Goal
Count the lines in the records below that contain the string "bracelet", treating uppercase and lowercase letters as different, and reply with only that number.

Record list
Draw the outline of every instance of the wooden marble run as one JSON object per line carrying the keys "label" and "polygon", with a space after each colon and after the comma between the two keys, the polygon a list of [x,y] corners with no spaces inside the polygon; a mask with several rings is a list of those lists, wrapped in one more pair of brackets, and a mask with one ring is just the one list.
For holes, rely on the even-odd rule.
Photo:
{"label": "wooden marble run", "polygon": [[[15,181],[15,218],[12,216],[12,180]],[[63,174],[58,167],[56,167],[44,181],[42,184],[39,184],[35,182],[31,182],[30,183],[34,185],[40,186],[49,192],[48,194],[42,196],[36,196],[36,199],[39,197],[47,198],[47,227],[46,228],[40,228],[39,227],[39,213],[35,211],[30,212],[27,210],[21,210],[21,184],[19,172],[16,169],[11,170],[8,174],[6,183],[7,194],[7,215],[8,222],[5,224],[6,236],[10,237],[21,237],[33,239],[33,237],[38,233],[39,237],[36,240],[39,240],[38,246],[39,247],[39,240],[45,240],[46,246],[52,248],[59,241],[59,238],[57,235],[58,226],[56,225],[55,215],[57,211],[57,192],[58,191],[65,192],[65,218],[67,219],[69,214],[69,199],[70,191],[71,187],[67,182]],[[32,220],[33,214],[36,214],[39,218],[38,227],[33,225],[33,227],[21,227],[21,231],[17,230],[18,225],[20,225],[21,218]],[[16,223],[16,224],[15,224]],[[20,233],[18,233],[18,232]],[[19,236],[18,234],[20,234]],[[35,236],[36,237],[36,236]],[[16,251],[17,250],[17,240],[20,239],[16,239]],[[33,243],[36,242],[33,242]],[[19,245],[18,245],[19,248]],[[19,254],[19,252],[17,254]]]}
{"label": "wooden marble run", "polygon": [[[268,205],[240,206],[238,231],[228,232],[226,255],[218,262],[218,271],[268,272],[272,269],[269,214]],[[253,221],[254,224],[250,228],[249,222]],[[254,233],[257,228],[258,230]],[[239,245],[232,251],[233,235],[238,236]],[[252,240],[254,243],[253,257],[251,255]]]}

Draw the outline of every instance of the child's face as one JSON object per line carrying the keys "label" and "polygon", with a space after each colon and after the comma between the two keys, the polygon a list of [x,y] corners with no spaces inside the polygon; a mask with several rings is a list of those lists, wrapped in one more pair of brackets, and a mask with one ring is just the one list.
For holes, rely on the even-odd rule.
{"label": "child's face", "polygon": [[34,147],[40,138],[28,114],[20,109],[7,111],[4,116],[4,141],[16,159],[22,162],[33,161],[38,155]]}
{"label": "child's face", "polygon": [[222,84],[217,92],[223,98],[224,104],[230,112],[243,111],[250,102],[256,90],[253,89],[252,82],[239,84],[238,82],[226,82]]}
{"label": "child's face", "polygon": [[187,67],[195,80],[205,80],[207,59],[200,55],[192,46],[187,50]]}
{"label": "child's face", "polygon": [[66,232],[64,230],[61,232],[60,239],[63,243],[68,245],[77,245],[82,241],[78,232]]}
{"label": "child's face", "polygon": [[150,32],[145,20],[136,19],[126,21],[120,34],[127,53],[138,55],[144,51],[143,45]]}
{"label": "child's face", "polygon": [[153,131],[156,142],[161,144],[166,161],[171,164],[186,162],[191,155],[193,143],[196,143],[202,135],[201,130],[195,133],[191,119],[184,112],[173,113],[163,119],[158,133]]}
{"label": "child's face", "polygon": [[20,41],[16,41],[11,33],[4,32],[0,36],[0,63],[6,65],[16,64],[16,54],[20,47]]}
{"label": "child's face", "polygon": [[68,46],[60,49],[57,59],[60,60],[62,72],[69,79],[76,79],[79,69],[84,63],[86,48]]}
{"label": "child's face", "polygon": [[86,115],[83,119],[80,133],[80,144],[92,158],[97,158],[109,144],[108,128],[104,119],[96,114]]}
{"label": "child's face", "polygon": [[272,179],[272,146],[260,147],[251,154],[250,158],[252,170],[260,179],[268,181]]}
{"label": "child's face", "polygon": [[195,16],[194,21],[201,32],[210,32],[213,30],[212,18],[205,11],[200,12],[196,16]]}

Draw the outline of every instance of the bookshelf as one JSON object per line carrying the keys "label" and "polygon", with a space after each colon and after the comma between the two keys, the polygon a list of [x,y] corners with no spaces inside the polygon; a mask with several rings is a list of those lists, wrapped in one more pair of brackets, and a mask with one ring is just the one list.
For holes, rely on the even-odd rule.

==

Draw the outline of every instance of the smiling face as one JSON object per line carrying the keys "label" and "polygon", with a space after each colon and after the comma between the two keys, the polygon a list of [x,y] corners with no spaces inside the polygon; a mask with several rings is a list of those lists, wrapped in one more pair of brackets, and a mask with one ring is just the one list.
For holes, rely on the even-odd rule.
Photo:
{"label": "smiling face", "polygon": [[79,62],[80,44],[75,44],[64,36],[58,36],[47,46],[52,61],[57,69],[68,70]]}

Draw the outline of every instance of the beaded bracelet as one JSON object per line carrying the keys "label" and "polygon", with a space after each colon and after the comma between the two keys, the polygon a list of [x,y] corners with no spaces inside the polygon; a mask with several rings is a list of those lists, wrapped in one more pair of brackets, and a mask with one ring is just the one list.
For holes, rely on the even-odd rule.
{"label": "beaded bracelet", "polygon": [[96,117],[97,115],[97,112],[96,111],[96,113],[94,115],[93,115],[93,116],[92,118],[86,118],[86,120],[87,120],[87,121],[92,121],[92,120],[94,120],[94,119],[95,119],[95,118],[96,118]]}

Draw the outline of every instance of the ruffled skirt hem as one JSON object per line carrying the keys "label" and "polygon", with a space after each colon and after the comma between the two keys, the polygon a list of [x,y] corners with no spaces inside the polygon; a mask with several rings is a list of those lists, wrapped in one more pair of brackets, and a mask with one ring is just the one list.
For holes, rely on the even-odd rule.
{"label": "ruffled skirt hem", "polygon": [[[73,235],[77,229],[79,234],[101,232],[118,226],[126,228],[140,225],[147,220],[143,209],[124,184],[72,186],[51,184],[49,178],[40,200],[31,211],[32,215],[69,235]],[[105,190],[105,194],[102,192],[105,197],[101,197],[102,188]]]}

Exercise solution
2